*** Opening Available data ***
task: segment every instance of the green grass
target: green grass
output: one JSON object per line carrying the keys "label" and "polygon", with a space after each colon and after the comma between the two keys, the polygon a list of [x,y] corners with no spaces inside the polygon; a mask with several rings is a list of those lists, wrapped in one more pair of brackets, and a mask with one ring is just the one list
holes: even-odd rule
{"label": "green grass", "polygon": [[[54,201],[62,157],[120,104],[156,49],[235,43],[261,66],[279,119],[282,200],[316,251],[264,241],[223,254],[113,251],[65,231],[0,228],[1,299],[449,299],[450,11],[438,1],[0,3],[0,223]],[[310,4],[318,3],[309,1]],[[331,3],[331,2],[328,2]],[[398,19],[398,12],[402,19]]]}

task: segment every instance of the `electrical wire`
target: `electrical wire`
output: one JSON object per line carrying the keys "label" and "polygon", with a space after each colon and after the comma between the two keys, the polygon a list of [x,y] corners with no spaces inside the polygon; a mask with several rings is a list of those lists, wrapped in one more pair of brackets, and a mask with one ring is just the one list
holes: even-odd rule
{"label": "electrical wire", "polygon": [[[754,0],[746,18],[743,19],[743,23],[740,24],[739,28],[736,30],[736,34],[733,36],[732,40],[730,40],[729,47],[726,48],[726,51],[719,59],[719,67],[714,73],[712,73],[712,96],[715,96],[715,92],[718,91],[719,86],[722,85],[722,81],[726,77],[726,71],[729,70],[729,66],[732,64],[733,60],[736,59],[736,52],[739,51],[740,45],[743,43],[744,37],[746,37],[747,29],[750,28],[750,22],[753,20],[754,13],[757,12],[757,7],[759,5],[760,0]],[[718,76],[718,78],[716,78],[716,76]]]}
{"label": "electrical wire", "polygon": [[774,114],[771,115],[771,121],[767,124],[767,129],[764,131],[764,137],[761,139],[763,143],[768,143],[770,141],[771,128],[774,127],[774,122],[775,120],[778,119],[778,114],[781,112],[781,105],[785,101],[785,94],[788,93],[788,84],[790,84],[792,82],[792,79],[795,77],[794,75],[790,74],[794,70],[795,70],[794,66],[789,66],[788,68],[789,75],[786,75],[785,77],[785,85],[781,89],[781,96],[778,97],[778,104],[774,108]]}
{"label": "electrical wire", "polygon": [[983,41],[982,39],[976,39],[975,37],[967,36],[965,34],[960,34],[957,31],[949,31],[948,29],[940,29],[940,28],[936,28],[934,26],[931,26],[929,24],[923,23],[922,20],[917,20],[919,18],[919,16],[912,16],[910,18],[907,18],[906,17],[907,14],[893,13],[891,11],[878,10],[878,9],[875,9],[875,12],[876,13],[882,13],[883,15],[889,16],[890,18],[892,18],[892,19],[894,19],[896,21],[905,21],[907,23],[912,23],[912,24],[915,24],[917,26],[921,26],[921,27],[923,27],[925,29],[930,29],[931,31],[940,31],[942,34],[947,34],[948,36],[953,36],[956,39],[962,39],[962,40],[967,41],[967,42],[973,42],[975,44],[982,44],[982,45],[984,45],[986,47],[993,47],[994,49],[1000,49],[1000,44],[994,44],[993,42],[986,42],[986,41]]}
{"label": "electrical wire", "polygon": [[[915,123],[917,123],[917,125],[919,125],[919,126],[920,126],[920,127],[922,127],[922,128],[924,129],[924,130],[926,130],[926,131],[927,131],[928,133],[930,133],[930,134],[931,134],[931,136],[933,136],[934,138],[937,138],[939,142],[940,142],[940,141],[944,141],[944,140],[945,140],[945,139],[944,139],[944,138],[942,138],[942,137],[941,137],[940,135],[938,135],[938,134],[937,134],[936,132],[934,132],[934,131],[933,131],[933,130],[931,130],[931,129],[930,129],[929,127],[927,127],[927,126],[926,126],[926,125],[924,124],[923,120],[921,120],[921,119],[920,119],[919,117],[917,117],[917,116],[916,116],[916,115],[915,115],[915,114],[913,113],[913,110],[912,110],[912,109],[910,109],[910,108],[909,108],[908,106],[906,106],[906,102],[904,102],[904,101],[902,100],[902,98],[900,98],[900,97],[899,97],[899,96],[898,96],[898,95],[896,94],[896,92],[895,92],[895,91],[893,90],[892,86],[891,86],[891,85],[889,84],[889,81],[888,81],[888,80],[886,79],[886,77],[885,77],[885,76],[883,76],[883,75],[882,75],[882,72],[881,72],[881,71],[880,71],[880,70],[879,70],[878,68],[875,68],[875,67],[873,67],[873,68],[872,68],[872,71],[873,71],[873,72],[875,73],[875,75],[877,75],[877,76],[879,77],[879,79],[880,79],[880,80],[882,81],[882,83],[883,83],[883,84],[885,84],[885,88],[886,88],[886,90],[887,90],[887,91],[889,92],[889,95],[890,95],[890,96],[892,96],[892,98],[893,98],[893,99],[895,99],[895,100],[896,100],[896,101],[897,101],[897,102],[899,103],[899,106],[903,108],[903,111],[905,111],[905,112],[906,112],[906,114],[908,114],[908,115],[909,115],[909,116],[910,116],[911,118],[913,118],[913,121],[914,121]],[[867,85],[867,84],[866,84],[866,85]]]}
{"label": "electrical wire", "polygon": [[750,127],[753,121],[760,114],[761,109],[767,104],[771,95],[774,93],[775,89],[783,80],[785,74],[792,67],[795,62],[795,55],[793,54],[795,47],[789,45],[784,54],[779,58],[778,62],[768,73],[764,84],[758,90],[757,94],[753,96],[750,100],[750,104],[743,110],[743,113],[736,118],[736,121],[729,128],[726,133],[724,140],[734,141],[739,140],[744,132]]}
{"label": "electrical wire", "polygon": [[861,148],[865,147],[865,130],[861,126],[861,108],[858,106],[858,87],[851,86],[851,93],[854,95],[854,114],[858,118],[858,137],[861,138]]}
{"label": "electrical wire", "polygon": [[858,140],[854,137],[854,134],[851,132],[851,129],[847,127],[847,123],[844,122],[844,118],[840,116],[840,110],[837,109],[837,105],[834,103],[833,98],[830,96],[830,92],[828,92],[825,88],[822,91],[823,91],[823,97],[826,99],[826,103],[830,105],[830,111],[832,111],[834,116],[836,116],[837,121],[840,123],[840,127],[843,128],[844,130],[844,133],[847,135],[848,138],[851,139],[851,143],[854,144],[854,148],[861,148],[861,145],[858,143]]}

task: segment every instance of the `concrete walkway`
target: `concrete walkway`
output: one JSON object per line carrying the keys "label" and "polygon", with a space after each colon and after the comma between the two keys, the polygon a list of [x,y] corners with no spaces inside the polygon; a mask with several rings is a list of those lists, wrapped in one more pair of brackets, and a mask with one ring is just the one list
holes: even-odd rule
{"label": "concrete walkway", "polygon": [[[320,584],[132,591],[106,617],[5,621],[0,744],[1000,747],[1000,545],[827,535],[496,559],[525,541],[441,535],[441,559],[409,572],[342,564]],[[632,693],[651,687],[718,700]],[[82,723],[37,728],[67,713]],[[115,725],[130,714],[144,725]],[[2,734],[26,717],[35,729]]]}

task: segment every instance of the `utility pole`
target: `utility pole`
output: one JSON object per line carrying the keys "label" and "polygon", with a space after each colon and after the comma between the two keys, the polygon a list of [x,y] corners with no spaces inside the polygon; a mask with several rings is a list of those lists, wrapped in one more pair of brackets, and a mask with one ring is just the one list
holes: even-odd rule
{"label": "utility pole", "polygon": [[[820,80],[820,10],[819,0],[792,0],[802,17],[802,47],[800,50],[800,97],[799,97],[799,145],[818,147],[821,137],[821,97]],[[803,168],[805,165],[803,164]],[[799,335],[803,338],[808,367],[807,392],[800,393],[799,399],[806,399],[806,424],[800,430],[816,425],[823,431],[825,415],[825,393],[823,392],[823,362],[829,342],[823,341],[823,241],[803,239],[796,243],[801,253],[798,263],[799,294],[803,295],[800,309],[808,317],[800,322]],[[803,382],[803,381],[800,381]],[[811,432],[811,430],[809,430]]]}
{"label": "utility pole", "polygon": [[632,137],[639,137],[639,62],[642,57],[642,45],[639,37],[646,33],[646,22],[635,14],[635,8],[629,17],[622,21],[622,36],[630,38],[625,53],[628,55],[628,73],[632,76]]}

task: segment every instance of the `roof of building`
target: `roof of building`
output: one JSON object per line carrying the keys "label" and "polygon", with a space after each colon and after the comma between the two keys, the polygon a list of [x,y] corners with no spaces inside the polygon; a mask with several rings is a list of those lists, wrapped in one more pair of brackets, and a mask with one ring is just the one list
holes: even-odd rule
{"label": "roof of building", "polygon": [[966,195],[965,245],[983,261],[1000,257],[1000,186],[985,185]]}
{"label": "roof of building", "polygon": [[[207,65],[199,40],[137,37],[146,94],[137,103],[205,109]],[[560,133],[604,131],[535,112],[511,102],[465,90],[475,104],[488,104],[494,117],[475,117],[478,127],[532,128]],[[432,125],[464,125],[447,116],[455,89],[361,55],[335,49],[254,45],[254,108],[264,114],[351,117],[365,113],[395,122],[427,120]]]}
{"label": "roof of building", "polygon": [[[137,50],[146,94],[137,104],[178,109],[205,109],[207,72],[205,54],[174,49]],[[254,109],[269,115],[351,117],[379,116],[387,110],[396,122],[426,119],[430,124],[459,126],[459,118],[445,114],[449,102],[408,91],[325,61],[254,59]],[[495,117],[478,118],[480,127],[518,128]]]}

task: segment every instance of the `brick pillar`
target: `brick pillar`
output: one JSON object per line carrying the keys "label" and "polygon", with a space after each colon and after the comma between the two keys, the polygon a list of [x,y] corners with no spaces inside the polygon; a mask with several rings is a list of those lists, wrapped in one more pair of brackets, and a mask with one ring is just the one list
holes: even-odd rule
*** Closing Available data ***
> _What you are asked to do_
What lines in the entries contain "target"? Report each one by copying it.

> _Reply to the task_
target: green grass
target: `electrical wire`
target: `concrete walkway`
target: `utility pole`
target: `roof of building`
target: `brick pillar`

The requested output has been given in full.